Source document:
===============
The M40 motorway links London, Oxford, and Birmingham in England, a distance of approximately 89 miles (143 km).

The motorway is dual three lanes except for junction 1A to junction 3 (which is dual four lanes) a short section in-between the exit and entry slip-roads at junction 4 (which is two lanes in both directions) and also between the slip-roads at junction 9 (in the south-eastbound direction only).

An Active Traffic Management system operates on the short section north-westbound from junction 16 (A3400) to the M42.

The motorway between London and Oxford was constructed in stages between 1967 and 1974. The first section opened in June 1967, from Handy Cross roundabout, High Wycombe to Stokenchurch (junctions 4–5). In 1969, extending in a southerly direction to Holtspur, Beaconsfield, a temporary junction 2 was opened. The section bypassing Beaconsfield was built in 1971 and the section past Gerrards Cross to junction 1 was completed in 1973. In 1974, the motorway between junctions 5 to 8 was completed to Great Milton.

Between junctions 3 and 4, the beginnings of slip roads were built on both carriageways for a service area at Abbey Barns between Beaconsfield and High Wycombe. Beaconsfield services off junction 2 opened in 2009.
===============
Provided material:
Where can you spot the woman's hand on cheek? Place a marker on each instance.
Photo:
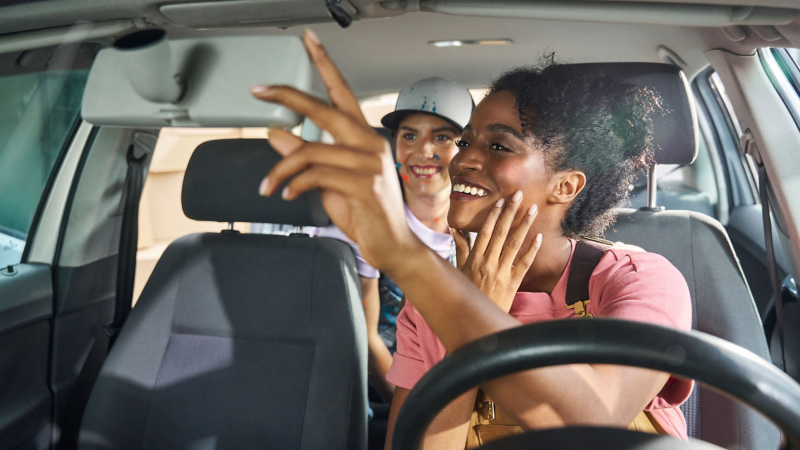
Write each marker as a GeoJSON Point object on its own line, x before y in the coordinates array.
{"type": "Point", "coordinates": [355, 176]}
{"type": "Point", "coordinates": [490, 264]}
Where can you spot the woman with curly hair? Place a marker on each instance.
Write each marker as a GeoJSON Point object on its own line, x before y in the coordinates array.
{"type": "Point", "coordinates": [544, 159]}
===============
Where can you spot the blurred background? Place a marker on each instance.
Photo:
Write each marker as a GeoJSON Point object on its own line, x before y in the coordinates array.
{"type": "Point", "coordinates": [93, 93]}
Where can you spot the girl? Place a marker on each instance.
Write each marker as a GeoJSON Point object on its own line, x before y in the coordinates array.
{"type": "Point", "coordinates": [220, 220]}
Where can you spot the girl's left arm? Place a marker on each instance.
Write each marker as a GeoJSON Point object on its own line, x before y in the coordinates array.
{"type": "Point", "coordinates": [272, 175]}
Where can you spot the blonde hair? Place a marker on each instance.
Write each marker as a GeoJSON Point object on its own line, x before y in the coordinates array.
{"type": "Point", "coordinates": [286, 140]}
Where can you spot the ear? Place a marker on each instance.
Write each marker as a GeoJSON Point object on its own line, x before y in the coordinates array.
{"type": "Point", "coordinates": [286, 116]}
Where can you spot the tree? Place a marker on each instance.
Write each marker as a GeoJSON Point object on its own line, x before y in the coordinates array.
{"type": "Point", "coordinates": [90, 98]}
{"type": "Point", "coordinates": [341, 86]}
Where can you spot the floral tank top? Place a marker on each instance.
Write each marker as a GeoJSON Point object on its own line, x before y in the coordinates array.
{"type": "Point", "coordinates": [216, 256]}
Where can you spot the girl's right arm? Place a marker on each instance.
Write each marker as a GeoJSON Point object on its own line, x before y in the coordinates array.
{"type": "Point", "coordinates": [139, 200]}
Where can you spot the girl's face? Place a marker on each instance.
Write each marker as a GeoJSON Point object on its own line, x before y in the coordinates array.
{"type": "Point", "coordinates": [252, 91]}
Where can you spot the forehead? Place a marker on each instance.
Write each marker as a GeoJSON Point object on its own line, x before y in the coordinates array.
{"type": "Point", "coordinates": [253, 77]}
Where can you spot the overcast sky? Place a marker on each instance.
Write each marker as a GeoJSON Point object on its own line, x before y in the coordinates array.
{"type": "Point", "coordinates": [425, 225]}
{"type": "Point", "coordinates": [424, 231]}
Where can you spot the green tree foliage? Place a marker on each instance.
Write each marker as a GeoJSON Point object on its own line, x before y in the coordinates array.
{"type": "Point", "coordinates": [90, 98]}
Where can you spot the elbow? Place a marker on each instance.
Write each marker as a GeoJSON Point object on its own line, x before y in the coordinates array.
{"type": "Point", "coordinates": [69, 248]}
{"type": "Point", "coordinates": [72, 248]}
===============
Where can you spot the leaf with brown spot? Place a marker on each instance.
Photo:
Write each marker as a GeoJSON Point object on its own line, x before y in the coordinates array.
===============
What this exercise asks:
(A) In the passage about the M40 motorway, in what year did Beaconsfield services open?
(B) Find every line in the entries that contains the word "with" and copy each one out. Case matters.

Answers for the exercise:
(A) 2009

(B)
Where can you spot the woman with curly hair? Place a marker on each instance.
Where can you spot the leaf with brown spot? Place a marker on each instance.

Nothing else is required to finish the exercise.